═══ DATA FOR THE TASK ═══
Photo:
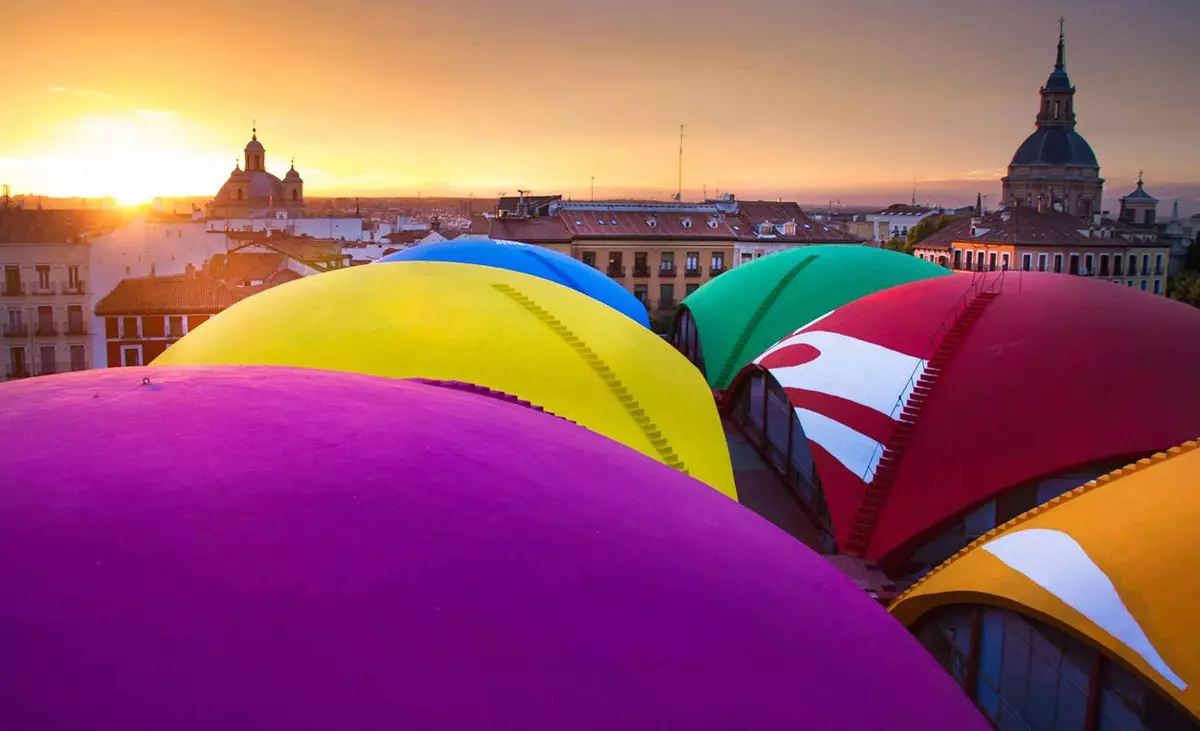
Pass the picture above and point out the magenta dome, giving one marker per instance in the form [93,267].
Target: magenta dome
[274,549]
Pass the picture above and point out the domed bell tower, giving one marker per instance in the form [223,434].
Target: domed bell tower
[256,155]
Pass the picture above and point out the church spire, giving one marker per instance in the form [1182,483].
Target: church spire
[1061,64]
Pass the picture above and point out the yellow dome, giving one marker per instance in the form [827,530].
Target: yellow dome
[1113,562]
[509,331]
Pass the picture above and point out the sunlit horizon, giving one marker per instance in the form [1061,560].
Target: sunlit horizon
[870,106]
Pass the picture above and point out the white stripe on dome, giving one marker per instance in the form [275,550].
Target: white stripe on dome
[852,369]
[857,451]
[1057,563]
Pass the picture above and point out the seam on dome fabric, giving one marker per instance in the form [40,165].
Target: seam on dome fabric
[605,372]
[760,312]
[1128,469]
[483,390]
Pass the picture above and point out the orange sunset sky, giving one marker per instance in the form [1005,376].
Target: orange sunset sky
[790,97]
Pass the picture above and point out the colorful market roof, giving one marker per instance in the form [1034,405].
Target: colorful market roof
[535,261]
[285,547]
[745,310]
[1113,562]
[952,390]
[510,331]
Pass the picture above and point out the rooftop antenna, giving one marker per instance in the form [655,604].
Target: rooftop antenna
[679,189]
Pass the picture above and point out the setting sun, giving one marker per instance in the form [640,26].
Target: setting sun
[131,157]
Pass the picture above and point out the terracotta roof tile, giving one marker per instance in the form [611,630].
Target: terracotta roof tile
[627,225]
[547,229]
[171,295]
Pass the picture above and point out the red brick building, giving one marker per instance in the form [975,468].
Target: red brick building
[144,316]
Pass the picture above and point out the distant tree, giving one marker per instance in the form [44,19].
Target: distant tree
[1185,287]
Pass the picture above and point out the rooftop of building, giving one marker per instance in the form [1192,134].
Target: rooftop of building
[61,226]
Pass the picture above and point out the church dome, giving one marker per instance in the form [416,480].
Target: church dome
[1056,147]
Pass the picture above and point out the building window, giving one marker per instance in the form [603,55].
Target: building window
[666,297]
[641,268]
[48,359]
[46,321]
[616,265]
[75,321]
[131,355]
[17,365]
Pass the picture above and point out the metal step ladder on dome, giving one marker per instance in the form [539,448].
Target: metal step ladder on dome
[604,371]
[877,489]
[760,312]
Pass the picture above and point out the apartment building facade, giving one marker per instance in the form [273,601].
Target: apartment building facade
[45,294]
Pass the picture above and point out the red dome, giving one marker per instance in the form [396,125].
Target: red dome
[928,419]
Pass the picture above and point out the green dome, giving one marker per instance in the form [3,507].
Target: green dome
[750,307]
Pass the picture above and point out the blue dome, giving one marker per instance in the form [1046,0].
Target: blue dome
[534,261]
[1056,145]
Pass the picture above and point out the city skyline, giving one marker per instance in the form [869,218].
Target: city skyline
[802,102]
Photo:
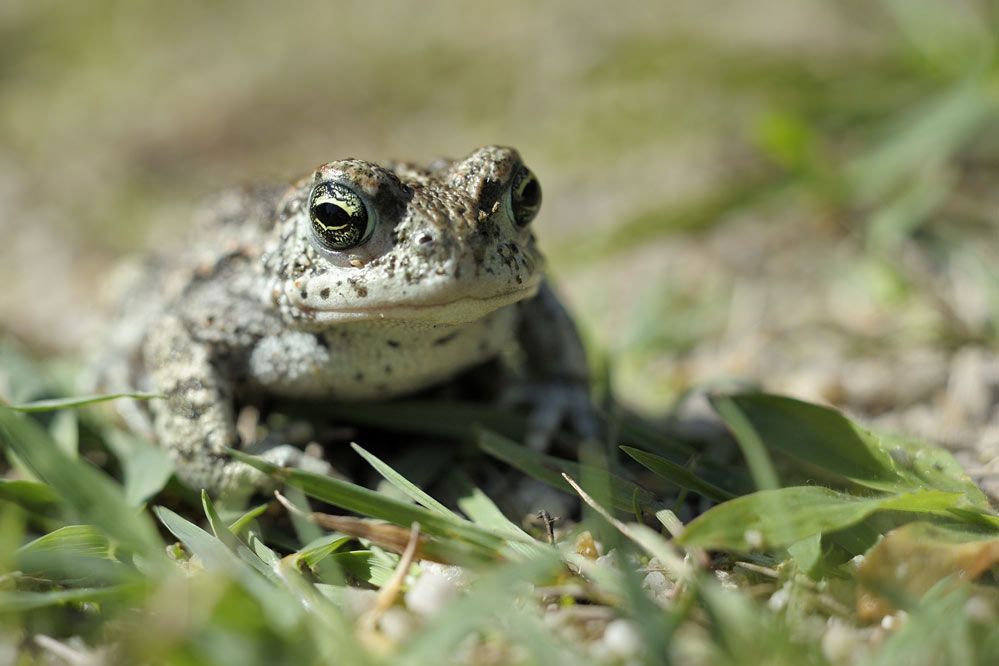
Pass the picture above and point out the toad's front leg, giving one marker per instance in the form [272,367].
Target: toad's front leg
[195,422]
[557,387]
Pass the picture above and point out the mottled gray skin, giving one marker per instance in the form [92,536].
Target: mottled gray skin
[256,305]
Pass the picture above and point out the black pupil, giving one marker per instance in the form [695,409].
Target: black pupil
[526,198]
[336,228]
[531,195]
[331,215]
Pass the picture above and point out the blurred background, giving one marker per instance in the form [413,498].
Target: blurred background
[796,193]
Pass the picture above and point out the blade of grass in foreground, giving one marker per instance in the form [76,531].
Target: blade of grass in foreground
[825,438]
[403,484]
[77,401]
[678,475]
[86,491]
[548,469]
[482,541]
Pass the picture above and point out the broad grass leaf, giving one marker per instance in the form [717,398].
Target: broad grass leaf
[827,439]
[86,491]
[779,518]
[76,554]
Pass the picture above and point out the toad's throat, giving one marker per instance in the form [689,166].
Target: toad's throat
[458,310]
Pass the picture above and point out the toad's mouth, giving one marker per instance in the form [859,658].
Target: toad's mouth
[453,311]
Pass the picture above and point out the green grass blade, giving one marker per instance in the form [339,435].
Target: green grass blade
[77,401]
[21,601]
[373,504]
[760,467]
[779,518]
[548,469]
[679,476]
[403,484]
[823,437]
[86,491]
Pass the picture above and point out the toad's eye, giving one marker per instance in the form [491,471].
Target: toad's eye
[340,219]
[525,197]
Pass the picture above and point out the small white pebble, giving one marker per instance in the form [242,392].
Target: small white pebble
[656,583]
[396,623]
[621,639]
[430,593]
[754,538]
[357,601]
[839,643]
[778,600]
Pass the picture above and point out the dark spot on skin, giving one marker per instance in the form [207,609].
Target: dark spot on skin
[446,339]
[359,287]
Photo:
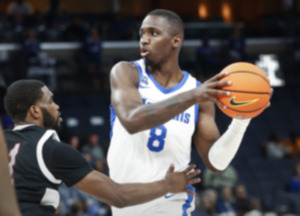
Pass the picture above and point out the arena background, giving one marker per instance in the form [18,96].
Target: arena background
[269,30]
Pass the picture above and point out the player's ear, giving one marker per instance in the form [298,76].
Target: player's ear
[177,41]
[35,111]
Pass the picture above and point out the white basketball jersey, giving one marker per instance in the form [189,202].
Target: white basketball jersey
[146,156]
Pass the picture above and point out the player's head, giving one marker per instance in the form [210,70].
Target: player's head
[30,101]
[161,33]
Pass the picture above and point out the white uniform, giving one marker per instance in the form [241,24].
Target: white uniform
[146,156]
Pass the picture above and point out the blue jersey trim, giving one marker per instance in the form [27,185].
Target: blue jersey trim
[112,120]
[170,90]
[197,105]
[140,70]
[188,202]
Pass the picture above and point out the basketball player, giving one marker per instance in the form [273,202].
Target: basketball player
[39,162]
[156,110]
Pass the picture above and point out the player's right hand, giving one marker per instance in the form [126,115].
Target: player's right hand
[178,181]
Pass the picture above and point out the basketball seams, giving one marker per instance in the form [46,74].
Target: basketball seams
[251,72]
[249,111]
[248,92]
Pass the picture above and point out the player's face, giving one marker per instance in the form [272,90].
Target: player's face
[155,39]
[50,110]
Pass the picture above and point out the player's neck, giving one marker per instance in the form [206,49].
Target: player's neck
[167,77]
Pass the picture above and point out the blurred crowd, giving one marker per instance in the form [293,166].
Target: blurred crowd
[218,194]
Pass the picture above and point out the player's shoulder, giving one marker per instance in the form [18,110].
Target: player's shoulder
[123,66]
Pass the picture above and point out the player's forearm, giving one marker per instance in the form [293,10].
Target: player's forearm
[8,204]
[152,115]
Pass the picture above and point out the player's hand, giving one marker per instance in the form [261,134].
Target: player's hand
[178,181]
[212,87]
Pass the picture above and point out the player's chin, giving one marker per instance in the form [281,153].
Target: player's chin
[148,62]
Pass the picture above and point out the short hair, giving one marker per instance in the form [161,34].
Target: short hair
[20,96]
[173,18]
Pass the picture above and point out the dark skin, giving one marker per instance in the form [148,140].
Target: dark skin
[8,204]
[160,44]
[101,186]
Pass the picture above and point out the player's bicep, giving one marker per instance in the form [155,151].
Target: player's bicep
[124,80]
[125,97]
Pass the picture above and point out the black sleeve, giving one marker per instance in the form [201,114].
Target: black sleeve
[64,162]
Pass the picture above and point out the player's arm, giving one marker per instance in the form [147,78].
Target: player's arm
[217,151]
[136,116]
[8,204]
[121,195]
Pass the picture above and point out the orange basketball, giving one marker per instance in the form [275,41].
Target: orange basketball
[250,91]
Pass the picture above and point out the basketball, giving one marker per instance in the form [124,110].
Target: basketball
[250,91]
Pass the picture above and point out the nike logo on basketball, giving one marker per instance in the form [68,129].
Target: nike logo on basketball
[233,102]
[167,196]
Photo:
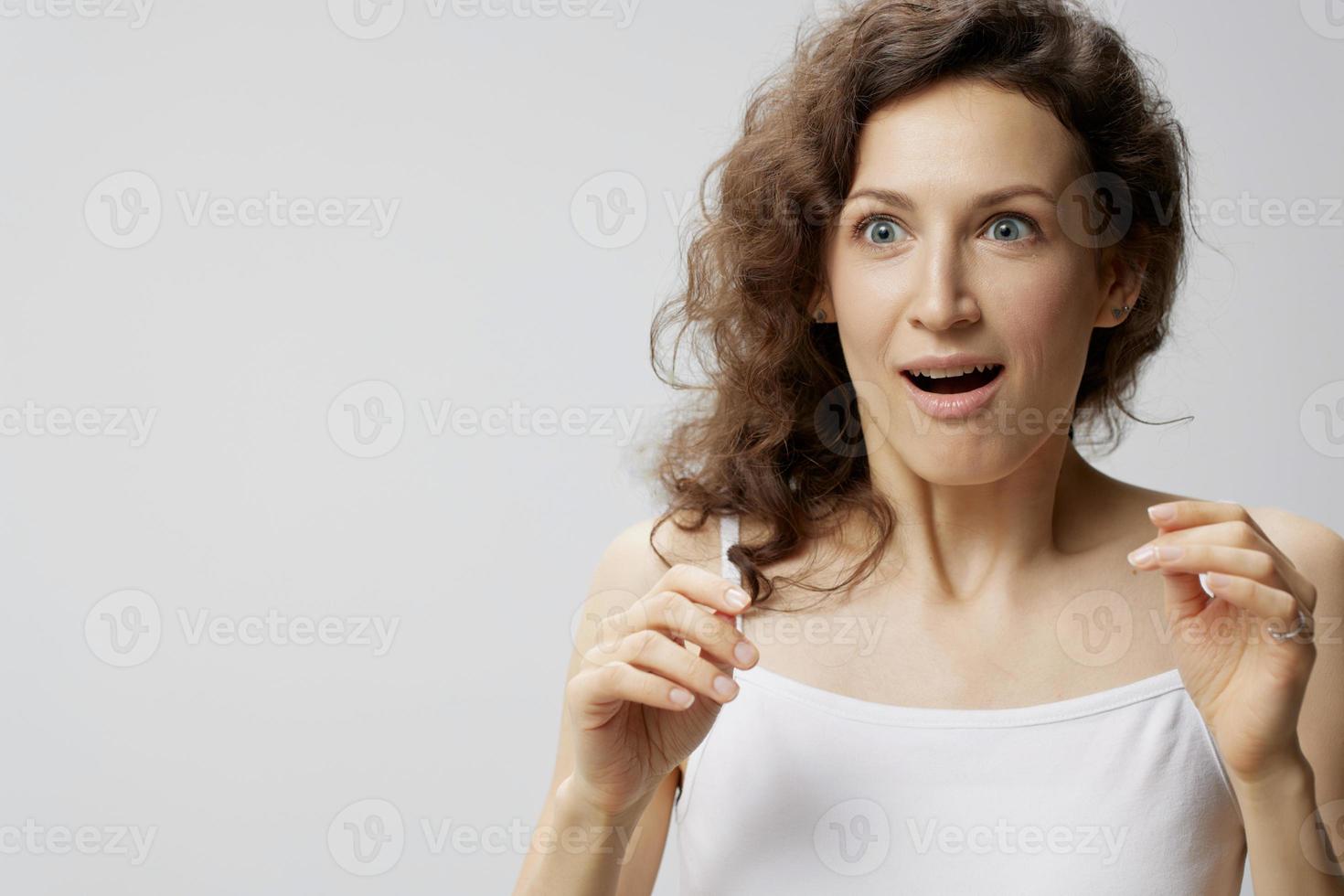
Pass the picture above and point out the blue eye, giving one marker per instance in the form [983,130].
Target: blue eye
[1009,228]
[880,231]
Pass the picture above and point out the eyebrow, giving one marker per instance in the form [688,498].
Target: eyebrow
[897,197]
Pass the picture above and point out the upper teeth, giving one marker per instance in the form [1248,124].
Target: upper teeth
[955,371]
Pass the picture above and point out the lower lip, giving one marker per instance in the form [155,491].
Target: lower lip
[957,404]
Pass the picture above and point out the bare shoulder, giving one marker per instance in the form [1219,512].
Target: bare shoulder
[638,555]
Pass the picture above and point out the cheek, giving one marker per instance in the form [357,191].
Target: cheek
[1044,321]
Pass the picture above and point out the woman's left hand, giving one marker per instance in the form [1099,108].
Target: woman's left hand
[1244,684]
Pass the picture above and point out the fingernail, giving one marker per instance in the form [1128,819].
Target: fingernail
[1141,555]
[1161,512]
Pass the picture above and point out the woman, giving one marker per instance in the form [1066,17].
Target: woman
[961,658]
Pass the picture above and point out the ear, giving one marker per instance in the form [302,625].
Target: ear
[1121,283]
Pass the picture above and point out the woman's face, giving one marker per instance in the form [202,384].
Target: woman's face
[926,262]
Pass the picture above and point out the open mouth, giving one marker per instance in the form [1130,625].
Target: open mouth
[952,382]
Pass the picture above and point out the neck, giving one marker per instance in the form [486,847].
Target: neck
[955,543]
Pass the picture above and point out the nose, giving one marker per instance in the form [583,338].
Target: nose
[943,294]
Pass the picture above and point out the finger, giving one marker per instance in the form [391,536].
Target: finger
[1184,515]
[1195,559]
[700,586]
[1270,604]
[1246,535]
[680,618]
[593,692]
[654,652]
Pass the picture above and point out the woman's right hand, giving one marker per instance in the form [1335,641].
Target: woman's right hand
[629,729]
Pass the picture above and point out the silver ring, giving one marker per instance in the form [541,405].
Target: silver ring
[1303,632]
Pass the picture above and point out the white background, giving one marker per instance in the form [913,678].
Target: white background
[491,289]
═══
*EXERCISE DETAILS*: Skipping every picture, transcribe exactly the lines above from the one containing "Pass the picture above and point out the broad" through the one containing "Pass the picture above and point out the arena", both included.

*TASK OUTPUT*:
Pass the picture above and point out the broad grass leaf, giving one marker per instance in the form [717,398].
Target: broad grass leaf
[827,439]
[86,491]
[779,518]
[76,554]
Pass the picture above and point out the toad's throat, giving one marker per instance in the form [689,166].
Target: toad's throat
[458,310]
Pass the picture above and point out the toad's mouth, giving one marker per instance in the form [859,658].
Target: toad's mouth
[453,311]
Pass the picture above and point out the green grass blade, giving one marker per instance in the form [339,435].
Target: green grass blade
[77,401]
[21,601]
[373,504]
[760,467]
[779,518]
[548,469]
[679,476]
[403,484]
[823,437]
[86,491]
Pass the picture above and point out the toad's eye, giving one marker per instance in the form [491,471].
Target: toad's eye
[340,219]
[525,197]
Pass the picture above and point out the small white pebble, giving one marker per instance in the form [242,392].
Target: small white pebble
[656,583]
[396,623]
[621,639]
[430,593]
[754,538]
[357,601]
[839,643]
[778,600]
Pass the picture above and point out the dark spot on skin, giving one marker per instance in the form [207,609].
Target: dark spot on skin
[446,339]
[359,287]
Photo:
Pass the picture above and point out the arena background, giving one marker per instance in the form [18,96].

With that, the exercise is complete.